━━━━━ SUPPLIED MATERIAL
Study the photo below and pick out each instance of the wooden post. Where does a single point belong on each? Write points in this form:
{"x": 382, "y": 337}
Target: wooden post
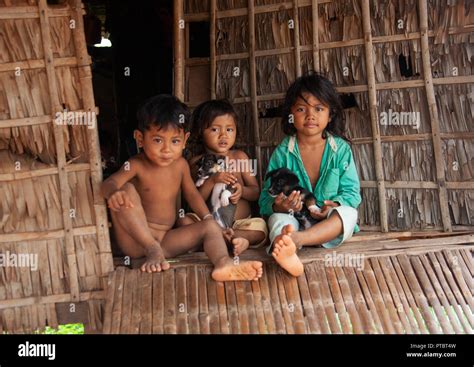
{"x": 315, "y": 13}
{"x": 296, "y": 24}
{"x": 369, "y": 61}
{"x": 60, "y": 150}
{"x": 435, "y": 131}
{"x": 253, "y": 88}
{"x": 178, "y": 39}
{"x": 85, "y": 82}
{"x": 212, "y": 38}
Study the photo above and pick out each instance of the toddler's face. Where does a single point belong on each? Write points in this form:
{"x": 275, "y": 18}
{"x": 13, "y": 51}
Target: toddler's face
{"x": 220, "y": 136}
{"x": 310, "y": 117}
{"x": 162, "y": 146}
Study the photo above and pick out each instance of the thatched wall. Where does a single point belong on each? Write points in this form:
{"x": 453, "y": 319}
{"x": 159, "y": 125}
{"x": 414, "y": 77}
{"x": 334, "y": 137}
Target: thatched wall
{"x": 411, "y": 178}
{"x": 49, "y": 173}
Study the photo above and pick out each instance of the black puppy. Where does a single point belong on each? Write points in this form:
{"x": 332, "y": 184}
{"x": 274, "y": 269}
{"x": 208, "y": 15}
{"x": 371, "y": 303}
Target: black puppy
{"x": 222, "y": 209}
{"x": 284, "y": 181}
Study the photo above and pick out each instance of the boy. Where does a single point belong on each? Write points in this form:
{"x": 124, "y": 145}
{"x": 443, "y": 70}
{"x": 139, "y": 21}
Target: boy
{"x": 142, "y": 197}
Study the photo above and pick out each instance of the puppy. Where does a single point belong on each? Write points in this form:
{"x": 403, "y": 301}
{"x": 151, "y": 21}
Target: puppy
{"x": 284, "y": 181}
{"x": 219, "y": 203}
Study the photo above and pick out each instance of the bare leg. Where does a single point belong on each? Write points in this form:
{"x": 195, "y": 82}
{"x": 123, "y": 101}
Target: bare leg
{"x": 243, "y": 239}
{"x": 320, "y": 233}
{"x": 284, "y": 252}
{"x": 180, "y": 240}
{"x": 134, "y": 236}
{"x": 185, "y": 221}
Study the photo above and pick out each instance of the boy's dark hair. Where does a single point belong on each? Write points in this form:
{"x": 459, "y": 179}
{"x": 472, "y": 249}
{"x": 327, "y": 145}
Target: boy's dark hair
{"x": 321, "y": 88}
{"x": 163, "y": 111}
{"x": 206, "y": 112}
━━━━━━━━━━
**EXERCISE:** Print the data word for word and omit the pictures.

**YOUR SOLUTION:**
Study the photo below and pick out each instance of the wooden post. Where does a single point belong on each? Write points in this form:
{"x": 382, "y": 337}
Target: wooden post
{"x": 315, "y": 13}
{"x": 296, "y": 24}
{"x": 369, "y": 61}
{"x": 60, "y": 150}
{"x": 435, "y": 131}
{"x": 253, "y": 88}
{"x": 178, "y": 39}
{"x": 85, "y": 82}
{"x": 212, "y": 38}
Study the photo above and pick out each instance of the toddler's face. Where does a single point belong on each? Write points in this form:
{"x": 275, "y": 18}
{"x": 13, "y": 51}
Target: toddler's face
{"x": 220, "y": 136}
{"x": 310, "y": 117}
{"x": 162, "y": 146}
Study the photo above and pick out each instance of the thatched wall. Where does a single point belong on each? Write points in this form:
{"x": 453, "y": 319}
{"x": 159, "y": 125}
{"x": 414, "y": 77}
{"x": 334, "y": 137}
Target: thatched wall
{"x": 411, "y": 178}
{"x": 49, "y": 173}
Study the photo above and pick out each instance of the black puppy. Where does a single point belong on each? Write points in this form:
{"x": 332, "y": 184}
{"x": 274, "y": 269}
{"x": 208, "y": 15}
{"x": 371, "y": 303}
Target: black puppy
{"x": 222, "y": 209}
{"x": 284, "y": 181}
Study the photo above and pick out each instance of the boy. Where does a single point belong on each? Write points in this form:
{"x": 124, "y": 145}
{"x": 443, "y": 70}
{"x": 139, "y": 21}
Target: boy
{"x": 142, "y": 197}
Study the photo above and pick out each instance of the puppy. Where does a single point belong on each? Write points in this form:
{"x": 403, "y": 301}
{"x": 151, "y": 21}
Target: puppy
{"x": 284, "y": 181}
{"x": 219, "y": 203}
Study the photo above and pick out each instance of the bare leg. Where does a single point belong on each? Write points in this form:
{"x": 195, "y": 82}
{"x": 123, "y": 101}
Target: bare leg
{"x": 243, "y": 239}
{"x": 320, "y": 233}
{"x": 284, "y": 252}
{"x": 180, "y": 240}
{"x": 134, "y": 236}
{"x": 185, "y": 221}
Study the photo above and pick out each instance of the boy's dark hair. Where does a single point belong on each? Write points in this form:
{"x": 459, "y": 179}
{"x": 472, "y": 249}
{"x": 327, "y": 145}
Target: boy's dark hair
{"x": 321, "y": 88}
{"x": 163, "y": 111}
{"x": 206, "y": 112}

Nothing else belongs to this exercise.